## What the task requires
The records below hold a stretch from the line with "Query: silver fork" through the line with "find chopped parsley"; return exactly those lines, ends included, and nothing more.

::: Available data :::

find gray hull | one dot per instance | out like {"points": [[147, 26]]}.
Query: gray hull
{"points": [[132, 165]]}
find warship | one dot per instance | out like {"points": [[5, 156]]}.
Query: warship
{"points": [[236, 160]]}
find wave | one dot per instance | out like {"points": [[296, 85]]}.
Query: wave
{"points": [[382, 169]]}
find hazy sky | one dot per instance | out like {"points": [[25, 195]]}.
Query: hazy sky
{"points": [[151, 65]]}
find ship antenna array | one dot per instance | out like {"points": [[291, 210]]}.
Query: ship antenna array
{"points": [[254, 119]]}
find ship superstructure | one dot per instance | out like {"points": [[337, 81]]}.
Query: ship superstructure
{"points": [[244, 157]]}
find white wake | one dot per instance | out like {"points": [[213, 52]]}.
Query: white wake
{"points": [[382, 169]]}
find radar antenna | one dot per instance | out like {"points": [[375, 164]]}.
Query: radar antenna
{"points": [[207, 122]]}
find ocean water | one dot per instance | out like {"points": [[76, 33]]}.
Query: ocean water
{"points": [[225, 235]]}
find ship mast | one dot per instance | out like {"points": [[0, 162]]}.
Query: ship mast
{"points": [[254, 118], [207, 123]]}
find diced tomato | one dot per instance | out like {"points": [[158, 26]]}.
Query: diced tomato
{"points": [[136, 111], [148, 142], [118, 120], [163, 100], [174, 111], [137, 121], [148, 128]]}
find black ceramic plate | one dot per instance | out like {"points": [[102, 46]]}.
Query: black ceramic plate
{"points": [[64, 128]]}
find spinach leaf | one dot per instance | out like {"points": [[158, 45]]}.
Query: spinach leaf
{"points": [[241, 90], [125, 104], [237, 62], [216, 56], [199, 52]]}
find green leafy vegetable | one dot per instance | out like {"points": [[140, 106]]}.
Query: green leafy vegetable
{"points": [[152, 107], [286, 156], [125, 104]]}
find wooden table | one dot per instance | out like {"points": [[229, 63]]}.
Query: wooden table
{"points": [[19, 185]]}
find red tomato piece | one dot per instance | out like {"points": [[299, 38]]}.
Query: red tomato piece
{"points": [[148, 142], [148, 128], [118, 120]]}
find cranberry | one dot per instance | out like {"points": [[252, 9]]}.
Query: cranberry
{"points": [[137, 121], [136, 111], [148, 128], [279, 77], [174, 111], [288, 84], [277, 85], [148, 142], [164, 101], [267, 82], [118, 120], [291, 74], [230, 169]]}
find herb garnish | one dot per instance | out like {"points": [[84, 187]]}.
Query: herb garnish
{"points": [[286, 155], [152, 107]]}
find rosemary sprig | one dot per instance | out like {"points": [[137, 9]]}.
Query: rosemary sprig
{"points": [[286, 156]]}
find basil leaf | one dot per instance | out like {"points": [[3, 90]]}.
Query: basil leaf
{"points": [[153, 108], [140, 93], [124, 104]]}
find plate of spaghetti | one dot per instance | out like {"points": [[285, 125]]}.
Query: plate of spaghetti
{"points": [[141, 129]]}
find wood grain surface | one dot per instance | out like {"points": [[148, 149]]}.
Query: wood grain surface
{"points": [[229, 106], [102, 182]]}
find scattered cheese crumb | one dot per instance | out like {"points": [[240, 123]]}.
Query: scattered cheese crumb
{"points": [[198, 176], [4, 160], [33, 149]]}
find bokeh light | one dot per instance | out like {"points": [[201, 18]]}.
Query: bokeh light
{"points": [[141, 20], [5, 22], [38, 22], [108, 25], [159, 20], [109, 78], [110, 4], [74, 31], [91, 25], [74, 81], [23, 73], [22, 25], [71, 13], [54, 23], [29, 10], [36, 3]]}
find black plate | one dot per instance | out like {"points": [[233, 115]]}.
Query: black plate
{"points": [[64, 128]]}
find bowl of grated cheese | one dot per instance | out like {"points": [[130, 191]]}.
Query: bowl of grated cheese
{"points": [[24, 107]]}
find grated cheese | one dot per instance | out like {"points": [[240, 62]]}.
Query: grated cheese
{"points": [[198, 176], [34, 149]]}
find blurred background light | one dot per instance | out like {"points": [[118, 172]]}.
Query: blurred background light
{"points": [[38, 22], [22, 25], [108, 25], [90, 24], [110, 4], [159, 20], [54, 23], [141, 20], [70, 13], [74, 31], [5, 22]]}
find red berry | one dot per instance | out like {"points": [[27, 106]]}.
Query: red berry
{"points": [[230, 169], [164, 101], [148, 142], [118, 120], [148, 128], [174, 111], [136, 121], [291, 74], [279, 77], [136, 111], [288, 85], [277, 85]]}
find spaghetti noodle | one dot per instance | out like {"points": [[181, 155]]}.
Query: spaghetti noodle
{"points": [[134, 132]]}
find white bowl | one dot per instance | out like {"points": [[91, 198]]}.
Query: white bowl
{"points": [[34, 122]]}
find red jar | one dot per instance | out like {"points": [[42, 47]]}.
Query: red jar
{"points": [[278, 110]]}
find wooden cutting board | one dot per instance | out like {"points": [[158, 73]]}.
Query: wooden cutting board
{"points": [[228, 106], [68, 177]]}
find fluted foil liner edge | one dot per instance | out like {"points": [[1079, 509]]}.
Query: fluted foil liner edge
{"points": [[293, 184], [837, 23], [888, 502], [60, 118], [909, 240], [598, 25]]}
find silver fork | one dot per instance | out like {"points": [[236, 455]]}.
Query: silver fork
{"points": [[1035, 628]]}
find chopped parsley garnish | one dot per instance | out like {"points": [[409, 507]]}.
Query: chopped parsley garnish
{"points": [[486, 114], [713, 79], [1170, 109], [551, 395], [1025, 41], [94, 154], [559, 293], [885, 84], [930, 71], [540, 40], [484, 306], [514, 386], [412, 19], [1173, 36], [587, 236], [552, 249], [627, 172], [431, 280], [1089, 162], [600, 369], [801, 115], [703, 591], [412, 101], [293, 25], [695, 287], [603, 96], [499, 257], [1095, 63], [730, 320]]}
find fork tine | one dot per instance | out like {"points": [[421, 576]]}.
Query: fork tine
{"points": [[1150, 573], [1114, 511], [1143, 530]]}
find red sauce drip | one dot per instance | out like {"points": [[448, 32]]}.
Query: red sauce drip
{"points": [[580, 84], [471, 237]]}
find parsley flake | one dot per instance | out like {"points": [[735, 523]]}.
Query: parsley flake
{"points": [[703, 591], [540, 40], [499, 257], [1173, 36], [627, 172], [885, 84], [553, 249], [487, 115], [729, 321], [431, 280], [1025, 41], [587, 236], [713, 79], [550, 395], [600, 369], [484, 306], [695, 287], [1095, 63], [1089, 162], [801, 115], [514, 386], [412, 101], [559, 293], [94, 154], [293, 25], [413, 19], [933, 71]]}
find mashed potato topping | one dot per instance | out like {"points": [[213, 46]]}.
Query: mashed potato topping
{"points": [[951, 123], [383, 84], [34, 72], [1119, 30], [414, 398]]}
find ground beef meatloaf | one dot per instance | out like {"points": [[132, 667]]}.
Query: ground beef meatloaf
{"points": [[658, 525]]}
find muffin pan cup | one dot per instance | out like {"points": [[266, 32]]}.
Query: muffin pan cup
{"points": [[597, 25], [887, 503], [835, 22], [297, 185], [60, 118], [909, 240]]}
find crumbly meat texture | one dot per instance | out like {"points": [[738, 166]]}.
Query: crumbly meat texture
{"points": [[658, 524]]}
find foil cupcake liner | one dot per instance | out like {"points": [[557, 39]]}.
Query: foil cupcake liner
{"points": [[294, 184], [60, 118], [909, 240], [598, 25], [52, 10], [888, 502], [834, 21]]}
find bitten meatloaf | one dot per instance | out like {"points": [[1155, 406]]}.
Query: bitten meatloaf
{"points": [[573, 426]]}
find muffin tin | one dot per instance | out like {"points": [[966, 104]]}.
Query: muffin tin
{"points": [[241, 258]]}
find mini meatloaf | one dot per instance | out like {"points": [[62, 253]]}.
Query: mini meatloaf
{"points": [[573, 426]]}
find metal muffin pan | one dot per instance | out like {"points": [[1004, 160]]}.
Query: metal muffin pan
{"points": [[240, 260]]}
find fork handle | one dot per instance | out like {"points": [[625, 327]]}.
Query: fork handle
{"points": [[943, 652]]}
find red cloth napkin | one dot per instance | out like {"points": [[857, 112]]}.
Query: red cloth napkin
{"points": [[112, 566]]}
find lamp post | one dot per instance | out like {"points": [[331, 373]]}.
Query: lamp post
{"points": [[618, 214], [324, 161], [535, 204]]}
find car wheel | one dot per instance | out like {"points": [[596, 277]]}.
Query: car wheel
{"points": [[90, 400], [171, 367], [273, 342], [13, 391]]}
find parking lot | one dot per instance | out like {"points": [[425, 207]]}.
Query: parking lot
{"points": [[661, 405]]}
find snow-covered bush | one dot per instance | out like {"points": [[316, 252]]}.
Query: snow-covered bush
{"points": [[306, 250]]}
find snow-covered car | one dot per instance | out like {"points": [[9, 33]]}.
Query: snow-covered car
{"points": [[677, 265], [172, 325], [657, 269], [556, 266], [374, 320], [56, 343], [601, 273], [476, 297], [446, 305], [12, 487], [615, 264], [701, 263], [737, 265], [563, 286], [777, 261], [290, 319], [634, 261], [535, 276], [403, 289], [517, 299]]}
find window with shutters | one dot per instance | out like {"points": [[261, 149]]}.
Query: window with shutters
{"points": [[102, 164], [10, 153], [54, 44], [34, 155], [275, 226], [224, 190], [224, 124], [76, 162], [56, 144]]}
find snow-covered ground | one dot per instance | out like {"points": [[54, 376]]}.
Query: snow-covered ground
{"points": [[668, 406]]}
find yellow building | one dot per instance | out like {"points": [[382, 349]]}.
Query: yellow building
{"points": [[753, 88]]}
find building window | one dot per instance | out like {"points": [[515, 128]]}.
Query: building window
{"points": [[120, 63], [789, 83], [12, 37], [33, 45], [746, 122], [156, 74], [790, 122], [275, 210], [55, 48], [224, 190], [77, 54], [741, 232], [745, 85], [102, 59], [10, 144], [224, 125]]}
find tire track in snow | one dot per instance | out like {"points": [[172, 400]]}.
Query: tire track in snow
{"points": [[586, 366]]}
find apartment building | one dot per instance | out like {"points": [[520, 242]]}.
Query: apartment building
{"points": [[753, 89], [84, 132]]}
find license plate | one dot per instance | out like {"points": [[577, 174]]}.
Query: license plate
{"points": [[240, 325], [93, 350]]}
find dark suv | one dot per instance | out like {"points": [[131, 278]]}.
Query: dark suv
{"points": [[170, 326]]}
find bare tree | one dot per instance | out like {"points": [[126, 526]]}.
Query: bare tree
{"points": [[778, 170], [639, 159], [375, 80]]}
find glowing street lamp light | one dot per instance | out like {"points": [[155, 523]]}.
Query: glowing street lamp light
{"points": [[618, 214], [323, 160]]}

:::

## Completed task
Query: silver fork
{"points": [[1035, 628]]}
find chopped parsley garnish | one dot per instance | out like {"points": [[409, 507]]}.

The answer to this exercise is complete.